TASK 1 –
Summarize the passage on ways of administering insulin in two sentences.
TASK 2 –
Update the insulin passage from "Ways of Administering" to "for later use.", swapping "beta cells" for "islet cells".
TASK 3 –
Write what comes next in the passage on ways of administering insulin.
START EXCERPT PROVIDED
Ways of Administering Insulin. It is a natural hormone that the beta cells in the pancreas produces to regulate blood sugar levels and facilitates the burning of glucose. This hormone allows glucose to enter body cells from the bloodstream, where it is used for energy production or stored for later use.
In individuals with diabetes, there is either insufficient insulin production or a reduced response to its effects. In both cases, it results in high blood sugar levels, leading to various health issues. This phenomenon demands the need for synthetic insulin therapy, which improves glycemic control and prevents the development of diabetes-related complications.
There are a variety of ways to administer synthetic insulin. It could either be done subcutaneously, inhaled, or through pumps.
Here are five different methods of administering insulin for better blood sugar management.
END EXCERPT PROVIDED
START GIVEN RECORDS
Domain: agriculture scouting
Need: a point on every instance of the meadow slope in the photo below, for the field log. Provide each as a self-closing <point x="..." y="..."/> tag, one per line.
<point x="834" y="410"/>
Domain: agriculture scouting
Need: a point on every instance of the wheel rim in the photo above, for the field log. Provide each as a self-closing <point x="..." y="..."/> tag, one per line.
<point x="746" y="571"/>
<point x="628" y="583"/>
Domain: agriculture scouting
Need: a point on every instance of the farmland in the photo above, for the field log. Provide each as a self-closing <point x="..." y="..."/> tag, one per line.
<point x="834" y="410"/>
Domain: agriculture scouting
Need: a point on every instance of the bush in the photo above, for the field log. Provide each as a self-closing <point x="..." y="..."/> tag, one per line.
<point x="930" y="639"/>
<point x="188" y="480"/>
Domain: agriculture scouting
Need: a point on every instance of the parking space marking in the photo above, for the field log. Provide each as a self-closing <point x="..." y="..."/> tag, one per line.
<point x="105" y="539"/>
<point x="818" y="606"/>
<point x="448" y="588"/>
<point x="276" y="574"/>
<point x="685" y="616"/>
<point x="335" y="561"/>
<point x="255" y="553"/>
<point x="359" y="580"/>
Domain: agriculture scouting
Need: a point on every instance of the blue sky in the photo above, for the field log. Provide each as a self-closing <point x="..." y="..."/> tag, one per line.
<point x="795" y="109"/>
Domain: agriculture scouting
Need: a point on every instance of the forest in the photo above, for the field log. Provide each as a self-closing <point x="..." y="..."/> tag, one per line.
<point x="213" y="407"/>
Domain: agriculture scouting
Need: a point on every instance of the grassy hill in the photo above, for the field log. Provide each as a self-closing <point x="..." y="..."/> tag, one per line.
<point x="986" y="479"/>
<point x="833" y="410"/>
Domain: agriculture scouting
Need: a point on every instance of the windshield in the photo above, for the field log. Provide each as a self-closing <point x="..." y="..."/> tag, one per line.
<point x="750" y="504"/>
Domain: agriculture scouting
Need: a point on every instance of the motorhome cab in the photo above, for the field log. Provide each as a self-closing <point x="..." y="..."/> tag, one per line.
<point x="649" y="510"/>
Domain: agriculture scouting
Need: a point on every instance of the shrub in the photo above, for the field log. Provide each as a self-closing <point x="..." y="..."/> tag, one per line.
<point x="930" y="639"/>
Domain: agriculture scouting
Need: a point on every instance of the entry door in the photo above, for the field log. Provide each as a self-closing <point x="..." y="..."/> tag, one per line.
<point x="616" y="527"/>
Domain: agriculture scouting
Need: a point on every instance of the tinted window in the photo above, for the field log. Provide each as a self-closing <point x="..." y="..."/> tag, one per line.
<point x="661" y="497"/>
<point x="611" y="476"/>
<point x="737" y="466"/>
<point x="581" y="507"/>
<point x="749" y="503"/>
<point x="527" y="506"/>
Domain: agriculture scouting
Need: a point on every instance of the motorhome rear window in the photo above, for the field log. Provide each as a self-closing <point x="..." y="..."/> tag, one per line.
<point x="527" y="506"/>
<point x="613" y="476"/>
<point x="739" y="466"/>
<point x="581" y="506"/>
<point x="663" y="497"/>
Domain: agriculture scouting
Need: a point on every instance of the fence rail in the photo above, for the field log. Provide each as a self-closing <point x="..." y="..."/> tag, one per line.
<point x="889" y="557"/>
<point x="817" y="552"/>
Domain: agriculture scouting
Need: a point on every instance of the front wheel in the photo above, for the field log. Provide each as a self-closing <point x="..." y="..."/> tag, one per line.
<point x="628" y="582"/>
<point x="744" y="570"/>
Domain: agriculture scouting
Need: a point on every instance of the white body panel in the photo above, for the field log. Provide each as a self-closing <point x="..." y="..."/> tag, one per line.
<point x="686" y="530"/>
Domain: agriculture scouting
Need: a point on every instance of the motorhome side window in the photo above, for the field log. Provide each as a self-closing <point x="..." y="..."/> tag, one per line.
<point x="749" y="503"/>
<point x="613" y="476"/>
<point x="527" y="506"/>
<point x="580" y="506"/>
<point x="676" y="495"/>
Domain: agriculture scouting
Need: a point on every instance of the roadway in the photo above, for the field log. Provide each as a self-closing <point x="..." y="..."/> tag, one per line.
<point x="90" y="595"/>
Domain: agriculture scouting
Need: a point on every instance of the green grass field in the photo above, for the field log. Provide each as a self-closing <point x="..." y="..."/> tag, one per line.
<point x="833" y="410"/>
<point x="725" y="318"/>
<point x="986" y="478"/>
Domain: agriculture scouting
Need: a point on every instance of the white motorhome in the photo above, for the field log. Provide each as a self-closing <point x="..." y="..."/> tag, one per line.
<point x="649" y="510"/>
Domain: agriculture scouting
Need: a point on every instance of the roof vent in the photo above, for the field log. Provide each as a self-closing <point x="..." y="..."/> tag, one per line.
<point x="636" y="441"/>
END GIVEN RECORDS
ANSWER 1 –
Insulin is a natural hormone made by the beta cells of the pancreas that regulates blood sugar by letting glucose move from the bloodstream into body cells, where it is used for energy or stored. Because people with diabetes produce too little insulin or respond poorly to it, they develop high blood sugar and need synthetic insulin therapy, which can be given subcutaneously, by inhalation, or through pumps.

ANSWER 2 –
Ways of Administering Insulin. It is a natural hormone that the islet cells in the pancreas produces to regulate blood sugar levels and facilitates the burning of glucose. This hormone allows glucose to enter body cells from the bloodstream, where it is used for energy production or stored for later use.

ANSWER 3 –
Administering Insulin in 5 Different Methods
The most common method of administering insulin is subcutaneous injection using a syringe. Insulin is usually injected into the fatty tissue under the skin on a regular daily schedule. Common injection sites include the abdomen, thighs, and upper arms.
How to inject insulin using a syringe?
- Prepare the equipment and supplies.
- Remove the cover from the insulin vial and needle.
- Take the required insulin dosage by holding the syringe upright and pushing the needle into the vial.
- Pull the plunger down until you get the correct dosage.
- Once the insulin is ready, swab the injection site with a clean alcohol pad.
- Gently pinch a portion of your skin.
- Inject insulin by inserting the needle into the skin.
- Once done, remove the needle and cover the injection site with a clean cotton or bandage.
Insulin pens are a convenient and user-friendly alternative to traditional injection methods, as they provide a less painful insulin administration experience. These devices resemble pens and come with pre-filled insulin cartridges, which allow for more precise dosage adjustment and improved treatment outcomes. As a result, insulin pens are widely used today in the treatment of type 1 diabetes.
How to use insulin pens?
- Before administering the insulin pen, set the correct dosage first.
- Sanitize the injection site with an alcohol swab.
- Once ready, insert the needle into the skin and push the injection button firmly using your thumb.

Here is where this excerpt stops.